** start **

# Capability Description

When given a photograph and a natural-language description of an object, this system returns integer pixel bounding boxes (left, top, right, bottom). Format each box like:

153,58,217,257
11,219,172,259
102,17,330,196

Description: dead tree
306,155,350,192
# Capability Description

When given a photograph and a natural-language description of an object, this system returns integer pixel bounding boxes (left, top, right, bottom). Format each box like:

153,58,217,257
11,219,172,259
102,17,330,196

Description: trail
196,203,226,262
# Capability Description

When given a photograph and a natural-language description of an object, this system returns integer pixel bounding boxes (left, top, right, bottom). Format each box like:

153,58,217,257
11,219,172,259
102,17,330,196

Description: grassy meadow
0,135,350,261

** end **
** start **

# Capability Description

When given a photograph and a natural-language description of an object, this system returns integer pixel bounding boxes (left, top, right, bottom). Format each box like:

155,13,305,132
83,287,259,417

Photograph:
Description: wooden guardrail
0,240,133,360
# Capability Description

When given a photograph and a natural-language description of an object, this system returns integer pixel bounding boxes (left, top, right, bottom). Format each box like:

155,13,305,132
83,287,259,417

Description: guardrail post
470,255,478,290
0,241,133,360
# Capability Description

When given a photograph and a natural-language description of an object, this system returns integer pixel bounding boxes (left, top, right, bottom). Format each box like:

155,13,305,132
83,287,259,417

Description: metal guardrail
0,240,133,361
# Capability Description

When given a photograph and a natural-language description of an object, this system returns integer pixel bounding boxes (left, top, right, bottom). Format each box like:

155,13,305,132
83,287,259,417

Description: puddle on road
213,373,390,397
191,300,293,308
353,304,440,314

** end **
** start **

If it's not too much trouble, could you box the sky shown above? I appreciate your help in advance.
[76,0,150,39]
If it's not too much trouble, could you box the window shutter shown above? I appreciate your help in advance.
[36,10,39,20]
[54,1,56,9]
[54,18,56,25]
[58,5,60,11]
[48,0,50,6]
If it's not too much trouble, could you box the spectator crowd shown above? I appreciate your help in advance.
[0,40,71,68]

** end **

## Exercise details
Reproduce verbatim the data above, from the line that contains "If it's not too much trouble, could you box the sky" down to the line that contains "[48,0,50,6]", including both of those lines.

## Result
If it's not too much trouble, could you box the sky shown above? I appreciate your help in advance.
[76,0,150,39]
If it's not too much trouble, could you box the window shutter shown above? I appreciate your help in advance.
[36,10,39,20]
[54,1,56,9]
[54,18,56,25]
[58,5,60,11]
[48,0,50,6]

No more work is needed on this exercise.